» INSTRUCTIONS FOR THE TASK
Lay out every line of the listing below as a Markdown table with the columns Row and Line, putting each line's number in Row and its text in Line, and omit any blank lines.

» DATA FOR THIS EXERCISE
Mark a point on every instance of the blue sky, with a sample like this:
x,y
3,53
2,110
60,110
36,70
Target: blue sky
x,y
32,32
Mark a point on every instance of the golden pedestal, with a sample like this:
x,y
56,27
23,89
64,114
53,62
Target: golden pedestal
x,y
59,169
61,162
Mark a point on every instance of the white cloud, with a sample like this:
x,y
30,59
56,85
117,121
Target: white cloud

» FINISHED TASK
| Row | Line |
|---|---|
| 1 | Mark a point on every instance of the blue sky, with a sample like this: |
| 2 | x,y |
| 3 | 3,53 |
| 4 | 2,110 |
| 5 | 60,110 |
| 6 | 36,70 |
| 7 | Target: blue sky |
| 8 | x,y |
| 9 | 32,32 |
| 10 | Mark a point on every instance of the golden pedestal, with a sample like this: |
| 11 | x,y |
| 12 | 56,27 |
| 13 | 23,89 |
| 14 | 64,114 |
| 15 | 53,62 |
| 16 | Target: golden pedestal |
| 17 | x,y |
| 18 | 59,169 |
| 19 | 61,162 |
| 20 | Mark a point on every instance of the white cloud, with a sample like this: |
| 21 | x,y |
| 22 | 30,59 |
| 23 | 56,85 |
| 24 | 117,121 |
| 25 | Target: white cloud |